> **DATA FOR THE TASK**:
........

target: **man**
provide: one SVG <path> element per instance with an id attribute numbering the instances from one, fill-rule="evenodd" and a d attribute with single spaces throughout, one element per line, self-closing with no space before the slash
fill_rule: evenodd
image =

........

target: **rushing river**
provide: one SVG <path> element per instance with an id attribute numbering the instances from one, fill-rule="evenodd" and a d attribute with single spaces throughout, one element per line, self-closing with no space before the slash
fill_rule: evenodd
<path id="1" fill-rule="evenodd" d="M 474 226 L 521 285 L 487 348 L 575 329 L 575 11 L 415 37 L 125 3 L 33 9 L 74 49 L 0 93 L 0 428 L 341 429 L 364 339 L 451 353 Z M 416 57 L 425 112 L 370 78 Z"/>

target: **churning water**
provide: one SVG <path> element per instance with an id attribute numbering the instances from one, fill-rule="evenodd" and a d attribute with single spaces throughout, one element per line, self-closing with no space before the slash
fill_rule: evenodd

........

> **WHAT YOU ARE ASKED TO DO**: Could you repeat the listing from the line containing "target: **rushing river**" through the line containing "474 226 L 521", keeping every character unchanged?

> **EXERCISE ANSWER**:
target: **rushing river**
provide: one SVG <path> element per instance with an id attribute numbering the instances from one, fill-rule="evenodd" and a d attribute with single spaces throughout, one element per line, self-closing with no space before the slash
fill_rule: evenodd
<path id="1" fill-rule="evenodd" d="M 474 226 L 521 285 L 487 348 L 575 329 L 575 11 L 415 37 L 125 3 L 33 9 L 74 49 L 0 93 L 0 428 L 341 429 L 364 339 L 451 353 Z M 416 57 L 425 112 L 370 78 Z"/>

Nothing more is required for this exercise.